Problem 1:
In the asyncio excerpt below, which method is suggested for controlling awaiting behavior with timeouts or different completion conditions?

Selected passage:
MainProcess      [ 0.00s] Hello, nested coroutine!
MainProcess      [ 0.00s] Hello, sleeping_func!
MainProcess      [ 0.00s] Hello, nested coroutine!
MainProcess      [ 0.00s] nested coroutine is finished.
MainProcess      [ 0.00s] sleeping_func is finished.
MainProcess      [ 1.00s] nested coroutine is finished.
MainProcess      [ 1.01s] sleeping_func is finished.
MainProcess      [ 2.00s] nested coroutine is finished.
MainProcess      [ 2.01s] sleeping_func is finished.
MainProcess      [ 3.00s] nested coroutine is finished.
MainProcess      [ 3.01s] sleeping_func is finished.
MainProcess      [ 3.01s] 0
MainProcess      [ 3.01s] 1
MainProcess      [ 3.01s] 2
MainProcess      [ 3.01s] 3

In case of control over the awaiting behaviour you could use wait method for timeouts or different completion conditions:

...

async def main():
    tasks_workers = [asyncio.create_task(sleeping_func(i)) for i in range(4)]
    # Some concurrent code

    done, pending = await asyncio.wait(tasks_workers, timeout=2)

    for task in done:
        print(f"{task.get_name()} is finished. Result: {task.result()}")

    for task in pending:
        print(f"{task.get_name()} is still pending...Cancelling...")
        task.cancel()
...

MainProcess      [ 0.00s] Hello, sleeping_func!
MainProcess      [ 0.00s] Hello, nested coroutine!
MainProcess      [ 0.00s] Hello, sleeping_func!
MainProcess      [ 0.00s] Hello, nested coroutine!
MainProcess      [ 0.00s] Hello, sleeping_func!
MainProcess      [ 0.00s] Hello, nested coroutine!

Records for the task:
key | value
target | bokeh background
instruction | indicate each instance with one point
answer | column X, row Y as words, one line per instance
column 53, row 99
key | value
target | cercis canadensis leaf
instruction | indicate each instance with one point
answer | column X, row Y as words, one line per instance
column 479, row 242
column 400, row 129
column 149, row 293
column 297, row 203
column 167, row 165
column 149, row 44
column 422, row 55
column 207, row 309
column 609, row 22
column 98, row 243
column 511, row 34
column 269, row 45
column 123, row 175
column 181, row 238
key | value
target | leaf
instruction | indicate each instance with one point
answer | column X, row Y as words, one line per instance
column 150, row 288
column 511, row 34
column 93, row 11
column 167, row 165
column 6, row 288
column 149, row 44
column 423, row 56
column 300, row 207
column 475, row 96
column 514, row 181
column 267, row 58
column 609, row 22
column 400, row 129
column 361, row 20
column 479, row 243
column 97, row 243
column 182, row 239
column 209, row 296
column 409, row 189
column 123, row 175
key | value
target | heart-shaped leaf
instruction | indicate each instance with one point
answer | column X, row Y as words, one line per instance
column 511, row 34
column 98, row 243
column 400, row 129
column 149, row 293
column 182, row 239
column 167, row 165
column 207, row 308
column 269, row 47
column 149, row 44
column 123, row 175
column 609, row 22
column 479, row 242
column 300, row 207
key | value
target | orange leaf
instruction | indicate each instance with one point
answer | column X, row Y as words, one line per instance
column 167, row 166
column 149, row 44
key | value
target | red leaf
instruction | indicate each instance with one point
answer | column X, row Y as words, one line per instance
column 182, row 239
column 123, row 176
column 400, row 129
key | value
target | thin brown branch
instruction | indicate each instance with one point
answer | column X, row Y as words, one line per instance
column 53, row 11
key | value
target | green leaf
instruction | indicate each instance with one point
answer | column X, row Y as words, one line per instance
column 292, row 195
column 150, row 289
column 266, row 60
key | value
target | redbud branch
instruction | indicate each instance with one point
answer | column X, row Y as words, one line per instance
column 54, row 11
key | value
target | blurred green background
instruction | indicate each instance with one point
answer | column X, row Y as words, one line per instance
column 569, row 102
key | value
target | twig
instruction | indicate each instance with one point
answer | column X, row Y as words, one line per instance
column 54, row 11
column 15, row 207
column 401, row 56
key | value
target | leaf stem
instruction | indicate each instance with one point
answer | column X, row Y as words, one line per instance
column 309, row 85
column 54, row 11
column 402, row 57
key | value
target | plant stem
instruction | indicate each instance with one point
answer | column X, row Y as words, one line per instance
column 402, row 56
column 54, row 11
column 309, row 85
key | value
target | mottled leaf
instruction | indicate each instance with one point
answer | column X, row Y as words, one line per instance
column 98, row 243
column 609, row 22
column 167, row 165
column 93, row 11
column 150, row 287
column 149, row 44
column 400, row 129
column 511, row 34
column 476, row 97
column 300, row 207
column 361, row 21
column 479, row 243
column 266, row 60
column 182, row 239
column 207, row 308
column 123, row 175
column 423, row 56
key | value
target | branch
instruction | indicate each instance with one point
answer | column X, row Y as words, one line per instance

Problem 2:
Quote the entries above verbatim, from their first line through the line containing "column 53, row 99", including both of those lines.

Complete answer 1:
The wait method.

Complete answer 2:
key | value
target | bokeh background
instruction | indicate each instance with one point
answer | column X, row Y as words, one line per instance
column 53, row 99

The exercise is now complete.